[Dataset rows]
• • •
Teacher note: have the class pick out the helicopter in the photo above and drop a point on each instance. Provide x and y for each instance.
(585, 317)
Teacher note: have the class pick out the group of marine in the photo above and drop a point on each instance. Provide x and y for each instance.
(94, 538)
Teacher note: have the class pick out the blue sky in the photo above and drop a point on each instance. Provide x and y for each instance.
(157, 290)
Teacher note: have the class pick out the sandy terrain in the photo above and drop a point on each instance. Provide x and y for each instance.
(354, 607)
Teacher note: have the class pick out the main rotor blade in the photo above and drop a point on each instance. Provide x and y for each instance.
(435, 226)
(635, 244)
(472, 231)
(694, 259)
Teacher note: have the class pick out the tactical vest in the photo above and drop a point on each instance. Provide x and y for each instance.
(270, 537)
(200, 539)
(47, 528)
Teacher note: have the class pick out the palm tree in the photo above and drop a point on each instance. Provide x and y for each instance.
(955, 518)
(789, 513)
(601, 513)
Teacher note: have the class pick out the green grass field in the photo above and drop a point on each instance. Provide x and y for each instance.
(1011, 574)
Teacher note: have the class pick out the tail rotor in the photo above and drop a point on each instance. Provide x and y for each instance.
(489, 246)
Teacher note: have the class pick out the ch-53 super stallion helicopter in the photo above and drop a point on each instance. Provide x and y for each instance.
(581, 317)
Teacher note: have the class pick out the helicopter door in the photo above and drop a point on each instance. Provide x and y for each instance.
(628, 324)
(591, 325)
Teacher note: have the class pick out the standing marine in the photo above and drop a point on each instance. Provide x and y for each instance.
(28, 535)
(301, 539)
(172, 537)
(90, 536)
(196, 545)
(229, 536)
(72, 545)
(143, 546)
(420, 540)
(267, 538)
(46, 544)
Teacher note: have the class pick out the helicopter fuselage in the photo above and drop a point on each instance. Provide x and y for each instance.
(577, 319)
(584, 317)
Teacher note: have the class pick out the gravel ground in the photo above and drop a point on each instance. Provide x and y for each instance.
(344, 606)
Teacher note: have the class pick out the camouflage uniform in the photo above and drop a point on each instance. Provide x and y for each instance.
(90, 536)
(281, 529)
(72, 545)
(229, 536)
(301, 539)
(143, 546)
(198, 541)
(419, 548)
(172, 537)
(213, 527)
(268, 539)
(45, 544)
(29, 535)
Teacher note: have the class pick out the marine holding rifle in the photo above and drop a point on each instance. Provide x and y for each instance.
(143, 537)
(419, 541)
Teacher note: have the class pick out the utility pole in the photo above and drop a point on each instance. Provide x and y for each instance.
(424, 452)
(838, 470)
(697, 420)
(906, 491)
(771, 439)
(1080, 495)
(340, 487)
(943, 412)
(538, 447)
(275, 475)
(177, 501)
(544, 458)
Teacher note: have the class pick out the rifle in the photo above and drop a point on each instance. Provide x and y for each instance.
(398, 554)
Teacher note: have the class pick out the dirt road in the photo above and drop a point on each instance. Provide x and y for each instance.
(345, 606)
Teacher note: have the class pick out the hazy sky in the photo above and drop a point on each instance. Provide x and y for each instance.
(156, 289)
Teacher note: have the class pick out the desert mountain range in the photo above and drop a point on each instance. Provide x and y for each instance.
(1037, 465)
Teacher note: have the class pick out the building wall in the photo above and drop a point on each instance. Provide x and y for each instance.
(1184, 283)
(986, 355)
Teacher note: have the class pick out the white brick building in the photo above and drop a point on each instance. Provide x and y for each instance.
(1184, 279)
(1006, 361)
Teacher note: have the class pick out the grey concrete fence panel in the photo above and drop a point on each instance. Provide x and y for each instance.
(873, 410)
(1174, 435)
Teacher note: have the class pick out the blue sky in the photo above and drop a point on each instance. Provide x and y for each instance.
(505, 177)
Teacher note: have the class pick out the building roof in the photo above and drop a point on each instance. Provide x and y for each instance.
• • •
Write out once more the lines above beginning at the line with "Teacher note: have the class pick out the hazy"; continue through the final line and stop there.

Teacher note: have the class pick out the hazy sky in the photo above and drop a point on each instance. Provide x and y for each instance.
(156, 289)
Teacher note: have the class pick out the desert mountain range in the photo above and drop a point on each instance. Provide x and y for each instance.
(1037, 465)
Teacher note: have the class pick out the building wall in the photo above and drop a point on each instance. Provide x and y for each instance.
(1184, 283)
(986, 355)
Teacher note: have the class pick out the white brick building in the photo above and drop a point on each instance. Provide x and y for each instance.
(1184, 279)
(1006, 361)
Teacher note: have the class pick out the grey concrete fence panel in the photo above and drop a point on each instance. Provide x and y for each instance.
(873, 410)
(1174, 435)
Teacher note: have the class pick out the blue sky in the photo above and drop a point on each instance. Provide x and y for each instance.
(505, 177)
Teacher note: have the class pick out the building roof in the photo above and drop a point on each instance. Provide x and y for each instance.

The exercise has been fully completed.